If we assume that the torus has even density, filling it up with point
masses is actually non-trivial.

  There are two possibilities:

  1) All the point masses have the same mass (ie. the total mass of the
torus divided by the number of points) and are distributed evenly inside
the torus. This is a bit problematic because coming up with an even
distribution of points inside a torus is not easy. Basically it would
mean that you would have to divide the torus into polyhedrons of the
same volume, and put the point masses at their center. However, subdividing
a torus into polyhedrons of the same volume is not trivial.

  2) Instead, we subdivide the torus into polyhedrons of arbitrary size
and scale the mass of the points in relation to the volume of the polyhedron.
(In other words, the masses are scaled according to the local point
density.)

  The second option might be the easiest to do, as it allows for a simple
distribution function for the points which does not need to be strictly
even.

  The easiest division of the torus would be to divide it into slices,
each slice is divided into sections (each such section would thus
effectively be a pyramid with the base on the surface of the torus and
the apex on the central major-radius circle of the torus), and then each
section into polyhedrons (from the base towards the apex of the pyramid).

  One way to easily achieve this programmatically is to simply create
points on the surface of toruses of increasing minor radius (the major
radius being the same as the original torus we are dealing with).

▸ EXTRACTED DATA

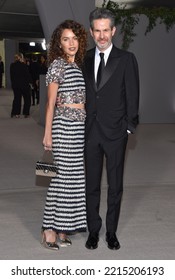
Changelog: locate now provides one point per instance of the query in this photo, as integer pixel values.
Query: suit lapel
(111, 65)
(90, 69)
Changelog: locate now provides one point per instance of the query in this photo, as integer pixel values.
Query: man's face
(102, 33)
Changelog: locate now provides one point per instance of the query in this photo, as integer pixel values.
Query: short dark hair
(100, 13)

* * *

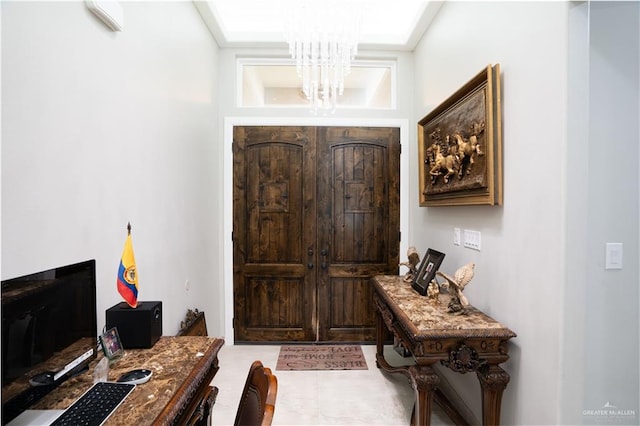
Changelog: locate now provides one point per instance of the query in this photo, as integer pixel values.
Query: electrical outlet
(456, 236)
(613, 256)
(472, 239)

==

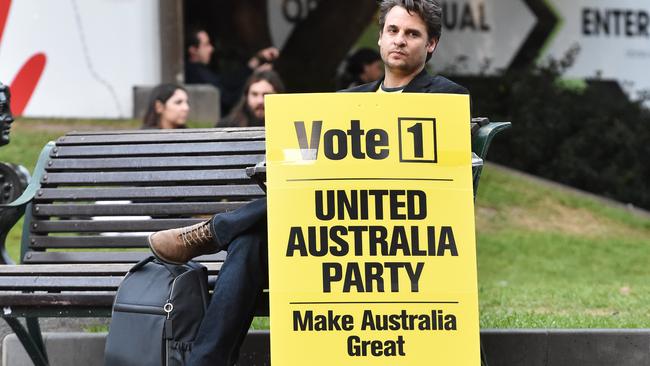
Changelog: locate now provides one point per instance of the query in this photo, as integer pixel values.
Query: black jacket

▸ DIRECTION 1
From the text on filling a torus with point masses, reproduce the passage starting at "There are two" and ending at "of the polyhedron.".
▸ DIRECTION 2
Answer these questions using the text on filling a torus with point masses.
(a) Under the first possibility, what mass does each point have?
(b) Under the second possibility, what is the mass of the points scaled in relation to?
(c) Where does the apex of each pyramid-shaped section lie?

▸ WRITTEN ANSWER 1
There are two possibilities:

  1) All the point masses have the same mass (ie. the total mass of the
torus divided by the number of points) and are distributed evenly inside
the torus. This is a bit problematic because coming up with an even
distribution of points inside a torus is not easy. Basically it would
mean that you would have to divide the torus into polyhedrons of the
same volume, and put the point masses at their center. However, subdividing
a torus into polyhedrons of the same volume is not trivial.

  2) Instead, we subdivide the torus into polyhedrons of arbitrary size
and scale the mass of the points in relation to the volume of the polyhedron.

▸ WRITTEN ANSWER 2
(a) The total mass of the torus divided by the number of points.
(b) The volume of the polyhedron.
(c) On the central major-radius circle of the torus.